-- begin Available records --

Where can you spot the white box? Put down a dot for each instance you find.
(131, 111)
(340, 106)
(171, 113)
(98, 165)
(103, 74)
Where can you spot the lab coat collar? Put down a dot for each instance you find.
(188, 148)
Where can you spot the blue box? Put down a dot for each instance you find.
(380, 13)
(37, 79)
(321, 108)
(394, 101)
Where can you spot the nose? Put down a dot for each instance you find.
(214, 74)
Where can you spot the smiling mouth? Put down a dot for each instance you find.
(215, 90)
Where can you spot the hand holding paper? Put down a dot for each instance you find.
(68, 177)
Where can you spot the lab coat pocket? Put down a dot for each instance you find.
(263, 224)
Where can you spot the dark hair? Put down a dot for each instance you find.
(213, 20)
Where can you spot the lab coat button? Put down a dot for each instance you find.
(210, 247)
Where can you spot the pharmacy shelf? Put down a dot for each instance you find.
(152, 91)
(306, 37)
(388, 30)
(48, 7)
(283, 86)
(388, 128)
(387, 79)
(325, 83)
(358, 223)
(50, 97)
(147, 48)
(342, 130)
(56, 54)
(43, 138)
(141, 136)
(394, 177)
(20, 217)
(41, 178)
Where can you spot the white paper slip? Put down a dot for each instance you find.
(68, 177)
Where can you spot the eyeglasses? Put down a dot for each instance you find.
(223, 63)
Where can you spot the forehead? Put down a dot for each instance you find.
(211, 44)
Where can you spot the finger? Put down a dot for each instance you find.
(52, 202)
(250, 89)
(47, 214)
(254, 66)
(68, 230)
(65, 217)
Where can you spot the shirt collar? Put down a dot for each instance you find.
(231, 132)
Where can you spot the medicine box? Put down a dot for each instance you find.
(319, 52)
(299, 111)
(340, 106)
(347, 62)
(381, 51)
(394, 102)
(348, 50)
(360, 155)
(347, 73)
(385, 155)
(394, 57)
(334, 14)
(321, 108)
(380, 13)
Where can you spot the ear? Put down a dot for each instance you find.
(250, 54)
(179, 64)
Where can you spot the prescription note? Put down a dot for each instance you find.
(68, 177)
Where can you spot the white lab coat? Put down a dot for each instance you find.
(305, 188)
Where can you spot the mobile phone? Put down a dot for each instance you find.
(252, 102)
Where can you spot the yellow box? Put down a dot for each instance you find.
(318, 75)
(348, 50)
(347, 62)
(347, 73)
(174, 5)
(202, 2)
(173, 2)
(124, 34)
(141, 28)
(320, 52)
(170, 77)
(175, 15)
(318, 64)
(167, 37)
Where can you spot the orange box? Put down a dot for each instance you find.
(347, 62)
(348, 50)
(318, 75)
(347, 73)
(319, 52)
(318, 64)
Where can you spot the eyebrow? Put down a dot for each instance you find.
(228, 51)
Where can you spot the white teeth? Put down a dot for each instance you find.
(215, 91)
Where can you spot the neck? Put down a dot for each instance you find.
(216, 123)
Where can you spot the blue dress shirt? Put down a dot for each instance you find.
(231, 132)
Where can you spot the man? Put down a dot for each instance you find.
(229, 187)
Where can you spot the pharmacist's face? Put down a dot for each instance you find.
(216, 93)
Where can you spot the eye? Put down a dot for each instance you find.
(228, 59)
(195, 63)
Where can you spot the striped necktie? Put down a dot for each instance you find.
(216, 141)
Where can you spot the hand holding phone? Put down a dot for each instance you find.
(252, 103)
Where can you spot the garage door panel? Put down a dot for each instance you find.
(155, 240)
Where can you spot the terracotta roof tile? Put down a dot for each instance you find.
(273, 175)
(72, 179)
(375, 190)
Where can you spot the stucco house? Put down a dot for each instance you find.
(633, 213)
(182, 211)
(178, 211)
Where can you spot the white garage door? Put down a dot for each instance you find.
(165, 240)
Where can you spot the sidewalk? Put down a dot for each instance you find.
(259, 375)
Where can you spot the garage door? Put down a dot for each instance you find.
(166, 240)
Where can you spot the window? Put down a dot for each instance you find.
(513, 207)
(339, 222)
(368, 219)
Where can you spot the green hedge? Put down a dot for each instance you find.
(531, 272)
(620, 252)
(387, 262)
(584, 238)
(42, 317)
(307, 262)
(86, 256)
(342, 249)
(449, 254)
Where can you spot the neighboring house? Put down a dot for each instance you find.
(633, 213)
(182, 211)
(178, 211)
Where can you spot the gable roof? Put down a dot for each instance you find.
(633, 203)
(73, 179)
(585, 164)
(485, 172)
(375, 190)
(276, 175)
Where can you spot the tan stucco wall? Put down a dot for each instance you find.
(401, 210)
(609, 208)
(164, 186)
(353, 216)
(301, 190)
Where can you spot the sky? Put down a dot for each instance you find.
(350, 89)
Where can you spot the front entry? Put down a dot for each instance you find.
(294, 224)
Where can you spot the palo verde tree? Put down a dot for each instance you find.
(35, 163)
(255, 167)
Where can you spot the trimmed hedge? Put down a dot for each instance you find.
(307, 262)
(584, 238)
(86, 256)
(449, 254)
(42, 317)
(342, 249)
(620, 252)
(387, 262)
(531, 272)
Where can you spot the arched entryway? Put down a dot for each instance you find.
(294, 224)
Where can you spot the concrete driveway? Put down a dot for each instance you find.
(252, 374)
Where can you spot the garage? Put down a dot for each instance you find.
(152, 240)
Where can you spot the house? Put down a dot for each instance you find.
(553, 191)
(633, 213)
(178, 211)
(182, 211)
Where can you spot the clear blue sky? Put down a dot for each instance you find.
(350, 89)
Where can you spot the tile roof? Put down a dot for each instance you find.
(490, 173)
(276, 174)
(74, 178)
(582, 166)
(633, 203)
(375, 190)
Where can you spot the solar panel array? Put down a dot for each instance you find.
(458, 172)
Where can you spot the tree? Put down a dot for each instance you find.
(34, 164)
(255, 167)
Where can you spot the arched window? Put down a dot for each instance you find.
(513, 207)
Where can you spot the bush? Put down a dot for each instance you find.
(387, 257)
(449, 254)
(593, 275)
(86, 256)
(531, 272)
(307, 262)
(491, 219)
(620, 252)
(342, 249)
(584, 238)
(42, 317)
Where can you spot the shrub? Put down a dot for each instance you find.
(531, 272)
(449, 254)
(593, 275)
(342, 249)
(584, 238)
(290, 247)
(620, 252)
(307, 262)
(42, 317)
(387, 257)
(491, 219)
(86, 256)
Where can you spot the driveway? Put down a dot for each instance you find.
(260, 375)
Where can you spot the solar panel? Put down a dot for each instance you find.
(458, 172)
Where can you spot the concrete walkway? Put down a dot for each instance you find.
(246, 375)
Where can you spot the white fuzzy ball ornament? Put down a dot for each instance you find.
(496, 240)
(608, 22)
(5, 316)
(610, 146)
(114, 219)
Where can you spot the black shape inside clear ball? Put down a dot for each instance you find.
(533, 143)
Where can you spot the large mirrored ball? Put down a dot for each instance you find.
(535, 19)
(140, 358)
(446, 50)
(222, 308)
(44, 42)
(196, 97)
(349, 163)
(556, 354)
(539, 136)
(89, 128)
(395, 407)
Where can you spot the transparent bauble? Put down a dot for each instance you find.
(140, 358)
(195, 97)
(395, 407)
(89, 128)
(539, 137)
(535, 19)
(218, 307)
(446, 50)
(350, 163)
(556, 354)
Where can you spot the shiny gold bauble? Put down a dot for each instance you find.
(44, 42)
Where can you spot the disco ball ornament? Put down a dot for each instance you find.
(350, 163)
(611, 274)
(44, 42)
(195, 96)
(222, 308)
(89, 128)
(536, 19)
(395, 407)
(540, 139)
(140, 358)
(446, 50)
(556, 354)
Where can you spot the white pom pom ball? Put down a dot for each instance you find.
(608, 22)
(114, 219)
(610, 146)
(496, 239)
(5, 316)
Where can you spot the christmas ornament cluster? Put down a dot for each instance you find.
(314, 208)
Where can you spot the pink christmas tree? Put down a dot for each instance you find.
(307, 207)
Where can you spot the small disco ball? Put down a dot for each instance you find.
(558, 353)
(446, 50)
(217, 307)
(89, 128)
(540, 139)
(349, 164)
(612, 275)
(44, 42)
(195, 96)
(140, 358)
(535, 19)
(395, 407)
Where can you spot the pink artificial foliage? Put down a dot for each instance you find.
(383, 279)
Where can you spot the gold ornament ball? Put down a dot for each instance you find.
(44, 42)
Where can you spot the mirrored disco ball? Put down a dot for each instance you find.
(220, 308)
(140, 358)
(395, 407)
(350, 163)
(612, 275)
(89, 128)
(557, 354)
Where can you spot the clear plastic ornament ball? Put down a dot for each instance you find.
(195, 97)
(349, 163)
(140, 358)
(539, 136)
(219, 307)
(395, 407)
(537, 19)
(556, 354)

-- end Available records --
-- begin Available records --

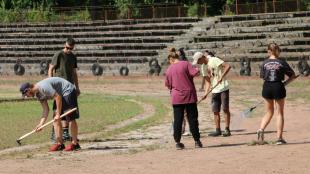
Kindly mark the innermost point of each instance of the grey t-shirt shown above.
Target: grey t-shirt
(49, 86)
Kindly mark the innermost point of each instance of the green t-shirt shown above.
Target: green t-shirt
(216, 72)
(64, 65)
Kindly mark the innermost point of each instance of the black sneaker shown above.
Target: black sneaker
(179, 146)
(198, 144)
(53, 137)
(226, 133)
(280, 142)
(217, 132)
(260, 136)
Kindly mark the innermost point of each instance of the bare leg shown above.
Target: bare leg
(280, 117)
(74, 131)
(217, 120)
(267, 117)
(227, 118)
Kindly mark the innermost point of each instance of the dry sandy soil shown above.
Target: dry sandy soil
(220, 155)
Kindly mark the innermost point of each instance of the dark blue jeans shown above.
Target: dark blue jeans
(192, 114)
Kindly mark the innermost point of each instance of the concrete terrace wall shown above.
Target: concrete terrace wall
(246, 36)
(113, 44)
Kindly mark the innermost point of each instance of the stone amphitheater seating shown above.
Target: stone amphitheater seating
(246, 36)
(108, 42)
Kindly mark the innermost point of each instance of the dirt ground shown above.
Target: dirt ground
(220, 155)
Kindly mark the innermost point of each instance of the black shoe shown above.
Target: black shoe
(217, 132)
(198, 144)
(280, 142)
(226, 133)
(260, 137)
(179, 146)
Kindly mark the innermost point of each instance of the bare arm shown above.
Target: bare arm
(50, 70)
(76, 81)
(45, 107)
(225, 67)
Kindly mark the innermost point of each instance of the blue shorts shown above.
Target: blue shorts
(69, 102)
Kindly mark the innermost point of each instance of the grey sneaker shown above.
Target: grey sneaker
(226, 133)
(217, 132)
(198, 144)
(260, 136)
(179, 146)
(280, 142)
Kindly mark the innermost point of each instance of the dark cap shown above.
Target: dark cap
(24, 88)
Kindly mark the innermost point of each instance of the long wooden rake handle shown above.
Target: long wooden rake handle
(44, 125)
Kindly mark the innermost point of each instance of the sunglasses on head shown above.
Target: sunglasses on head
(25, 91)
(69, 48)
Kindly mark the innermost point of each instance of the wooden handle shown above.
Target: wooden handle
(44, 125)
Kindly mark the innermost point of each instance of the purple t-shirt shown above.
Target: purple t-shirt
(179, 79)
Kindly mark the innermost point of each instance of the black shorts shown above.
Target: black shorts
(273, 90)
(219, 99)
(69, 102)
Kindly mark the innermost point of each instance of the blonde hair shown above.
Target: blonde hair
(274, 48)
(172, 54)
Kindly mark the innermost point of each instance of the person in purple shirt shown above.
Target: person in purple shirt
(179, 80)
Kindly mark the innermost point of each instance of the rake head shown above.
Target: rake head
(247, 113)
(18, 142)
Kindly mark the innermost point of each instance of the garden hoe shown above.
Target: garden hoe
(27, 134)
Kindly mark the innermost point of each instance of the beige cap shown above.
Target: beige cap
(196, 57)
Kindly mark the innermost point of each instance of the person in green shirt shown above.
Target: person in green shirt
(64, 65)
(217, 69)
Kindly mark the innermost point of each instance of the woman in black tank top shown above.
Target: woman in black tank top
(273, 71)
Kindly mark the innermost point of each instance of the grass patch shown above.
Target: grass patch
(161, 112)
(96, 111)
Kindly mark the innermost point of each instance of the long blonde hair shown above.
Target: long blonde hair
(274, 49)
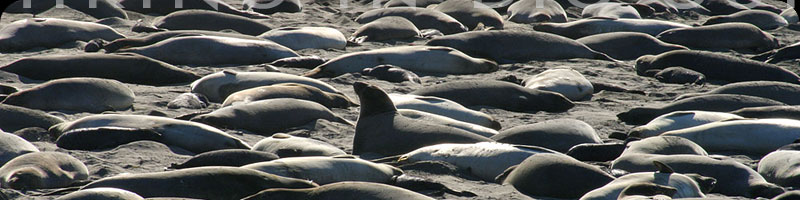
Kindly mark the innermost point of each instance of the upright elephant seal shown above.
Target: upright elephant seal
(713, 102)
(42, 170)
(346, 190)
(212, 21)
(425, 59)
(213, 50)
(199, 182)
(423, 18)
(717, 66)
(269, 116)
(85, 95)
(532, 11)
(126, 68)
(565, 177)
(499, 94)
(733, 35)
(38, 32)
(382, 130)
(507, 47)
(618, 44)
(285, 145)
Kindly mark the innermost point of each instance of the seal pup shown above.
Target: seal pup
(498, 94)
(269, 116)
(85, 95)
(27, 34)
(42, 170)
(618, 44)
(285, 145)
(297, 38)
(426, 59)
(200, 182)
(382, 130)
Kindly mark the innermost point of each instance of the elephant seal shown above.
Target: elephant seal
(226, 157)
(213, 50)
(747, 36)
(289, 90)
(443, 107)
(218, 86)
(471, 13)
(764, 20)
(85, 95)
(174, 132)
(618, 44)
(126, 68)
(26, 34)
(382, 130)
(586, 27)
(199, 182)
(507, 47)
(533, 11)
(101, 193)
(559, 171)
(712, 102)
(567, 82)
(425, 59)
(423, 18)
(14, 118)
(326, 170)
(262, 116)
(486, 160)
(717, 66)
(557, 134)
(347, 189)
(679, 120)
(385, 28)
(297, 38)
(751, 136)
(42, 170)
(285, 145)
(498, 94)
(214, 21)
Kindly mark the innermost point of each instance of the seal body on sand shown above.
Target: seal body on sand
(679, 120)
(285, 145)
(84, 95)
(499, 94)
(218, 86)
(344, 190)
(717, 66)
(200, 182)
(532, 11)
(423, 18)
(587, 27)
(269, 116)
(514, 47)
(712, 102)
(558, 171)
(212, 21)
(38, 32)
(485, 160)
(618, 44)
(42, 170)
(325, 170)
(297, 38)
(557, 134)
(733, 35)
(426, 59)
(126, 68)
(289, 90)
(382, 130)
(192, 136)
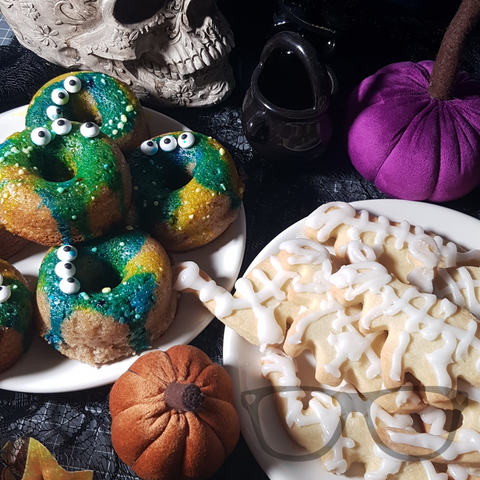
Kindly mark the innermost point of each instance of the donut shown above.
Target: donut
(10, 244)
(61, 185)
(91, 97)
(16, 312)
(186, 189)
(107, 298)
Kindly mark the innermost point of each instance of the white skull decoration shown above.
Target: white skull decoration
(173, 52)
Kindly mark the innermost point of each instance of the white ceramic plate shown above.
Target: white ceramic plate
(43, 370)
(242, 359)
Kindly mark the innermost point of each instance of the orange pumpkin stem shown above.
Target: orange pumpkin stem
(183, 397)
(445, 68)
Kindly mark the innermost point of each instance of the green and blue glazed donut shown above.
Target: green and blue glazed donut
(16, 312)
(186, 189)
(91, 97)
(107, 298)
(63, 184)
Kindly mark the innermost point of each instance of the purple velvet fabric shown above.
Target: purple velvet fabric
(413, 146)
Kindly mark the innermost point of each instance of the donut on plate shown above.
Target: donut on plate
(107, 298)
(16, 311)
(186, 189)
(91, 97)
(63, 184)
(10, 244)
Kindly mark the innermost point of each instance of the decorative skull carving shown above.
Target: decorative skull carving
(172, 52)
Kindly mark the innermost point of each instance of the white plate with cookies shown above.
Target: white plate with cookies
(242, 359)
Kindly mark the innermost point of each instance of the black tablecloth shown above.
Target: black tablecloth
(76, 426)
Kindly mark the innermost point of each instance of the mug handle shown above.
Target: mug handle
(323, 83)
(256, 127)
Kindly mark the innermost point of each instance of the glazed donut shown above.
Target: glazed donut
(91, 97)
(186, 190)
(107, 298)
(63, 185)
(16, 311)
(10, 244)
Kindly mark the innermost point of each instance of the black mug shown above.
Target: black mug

-- end Available records --

### Brief
Locate every row above that contains the string "shorts", matching case exactly, and copy each of those rows.

### Response
Kindly mark the innermost point of each instance of the blue shorts shown above.
Target: blue shorts
Kindly mark the innermost point of each instance of the black shorts shown above.
Target: black shorts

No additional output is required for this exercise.